[SELECTED PASSAGE Boundary: Start]

It measures 168 km2 with a maximum width of 8.34 km and a minimum of 2 km and a maximum length of 31.17 km and an altitude of 1350 m above sea level. The lake has two islands, called Isla Chica ("small island") and Isla Grande ("big island"), oval forms less than 1 km2. It has a coast approximately 90 km long and a depth of 2 m.

One finds the municipalities of Sayula, Amacueca, Techaluta de Montenegro, and Atoyac around the lake.

=== Hydrography of the lake ===
Laguna de Sayula is a wetland with Ramsar (an important place for bird conservation), the wetlands are ecosystems where water is the main factor controlling the environment, vegetable life and animals associated with it. The lakes of the closed Sayula-Atotonilco basin form part of the endorheic lakes of the neo-volcanic axis. But Laguna de Sayula is especially important because of its relation to the migratory habitats of the North American birds.

=== Flora ===
Because the lake is salty, the vegetation found nearby is highly tolerant to salt. Along with these, there are low-lying vegetation that surrounds the lake.. The aquatic plants found in the lake is sparse, and can only be found in small pockets of freshwater in the area. The tropical deciduous forest vegetation can be found in higher altitudes, atop of hills and islands on the lake.

[SELECTED PASSAGE Boundary: End]

*WHAT TO DO:* Reproduce verbatim the portion of the Laguna de Sayula text between "It measures 168" and "around the lake.", inclusive. The data is separate material and has no connection to the Laguna de Sayula text.

[THE DATA Boundary: Start]

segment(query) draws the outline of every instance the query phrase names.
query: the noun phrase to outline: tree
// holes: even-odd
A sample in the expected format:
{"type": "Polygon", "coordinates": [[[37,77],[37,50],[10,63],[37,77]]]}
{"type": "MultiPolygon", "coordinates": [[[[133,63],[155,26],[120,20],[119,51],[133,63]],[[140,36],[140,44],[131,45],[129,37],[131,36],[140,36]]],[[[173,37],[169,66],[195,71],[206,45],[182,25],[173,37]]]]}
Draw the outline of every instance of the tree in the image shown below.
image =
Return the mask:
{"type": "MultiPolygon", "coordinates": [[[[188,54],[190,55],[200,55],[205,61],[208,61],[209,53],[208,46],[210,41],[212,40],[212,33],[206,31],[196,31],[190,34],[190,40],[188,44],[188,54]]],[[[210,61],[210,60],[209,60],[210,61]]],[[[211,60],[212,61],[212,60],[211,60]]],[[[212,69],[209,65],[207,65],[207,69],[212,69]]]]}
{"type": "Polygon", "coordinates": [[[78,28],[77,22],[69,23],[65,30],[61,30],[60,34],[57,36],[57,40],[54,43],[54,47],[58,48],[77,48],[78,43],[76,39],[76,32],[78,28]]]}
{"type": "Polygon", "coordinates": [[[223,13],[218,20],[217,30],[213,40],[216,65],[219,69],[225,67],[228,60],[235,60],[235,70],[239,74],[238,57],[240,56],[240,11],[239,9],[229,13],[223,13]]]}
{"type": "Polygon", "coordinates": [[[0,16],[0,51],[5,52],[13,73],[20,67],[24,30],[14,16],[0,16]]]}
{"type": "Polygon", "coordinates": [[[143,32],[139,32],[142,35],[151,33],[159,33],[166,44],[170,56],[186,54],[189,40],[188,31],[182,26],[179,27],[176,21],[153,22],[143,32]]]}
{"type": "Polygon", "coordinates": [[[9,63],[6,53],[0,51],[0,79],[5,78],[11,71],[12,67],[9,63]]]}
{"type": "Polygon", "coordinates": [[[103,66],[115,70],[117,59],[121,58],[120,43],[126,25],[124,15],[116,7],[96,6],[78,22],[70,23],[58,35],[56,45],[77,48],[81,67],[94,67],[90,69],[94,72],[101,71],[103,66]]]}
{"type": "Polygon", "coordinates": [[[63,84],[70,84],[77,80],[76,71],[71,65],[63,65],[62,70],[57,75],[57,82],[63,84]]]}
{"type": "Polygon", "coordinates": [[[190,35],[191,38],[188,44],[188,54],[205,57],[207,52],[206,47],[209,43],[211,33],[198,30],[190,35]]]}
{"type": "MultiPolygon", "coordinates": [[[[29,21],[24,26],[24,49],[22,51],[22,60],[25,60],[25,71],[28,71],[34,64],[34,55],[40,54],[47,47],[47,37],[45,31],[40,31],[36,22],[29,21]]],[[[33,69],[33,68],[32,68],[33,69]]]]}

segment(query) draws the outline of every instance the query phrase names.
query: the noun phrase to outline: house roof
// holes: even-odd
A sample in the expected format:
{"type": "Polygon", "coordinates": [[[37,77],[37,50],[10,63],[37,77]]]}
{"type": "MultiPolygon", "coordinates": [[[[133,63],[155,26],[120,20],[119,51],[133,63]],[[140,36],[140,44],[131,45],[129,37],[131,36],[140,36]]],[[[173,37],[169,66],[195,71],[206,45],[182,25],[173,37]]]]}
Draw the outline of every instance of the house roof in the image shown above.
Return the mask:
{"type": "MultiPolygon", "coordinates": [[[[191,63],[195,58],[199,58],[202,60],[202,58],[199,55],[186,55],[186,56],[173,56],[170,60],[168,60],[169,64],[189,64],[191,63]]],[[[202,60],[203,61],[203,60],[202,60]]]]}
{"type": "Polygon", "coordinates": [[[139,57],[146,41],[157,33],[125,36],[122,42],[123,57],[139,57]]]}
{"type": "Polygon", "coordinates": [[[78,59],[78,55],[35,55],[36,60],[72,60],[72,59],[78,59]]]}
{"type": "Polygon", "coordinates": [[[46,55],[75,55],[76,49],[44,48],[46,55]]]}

[THE DATA Boundary: End]

*OUTPUT OF THE EXERCISE:*
It measures 168 km2 with a maximum width of 8.34 km and a minimum of 2 km and a maximum length of 31.17 km and an altitude of 1350 m above sea level. The lake has two islands, called Isla Chica ("small island") and Isla Grande ("big island"), oval forms less than 1 km2. It has a coast approximately 90 km long and a depth of 2 m.

One finds the municipalities of Sayula, Amacueca, Techaluta de Montenegro, and Atoyac around the lake.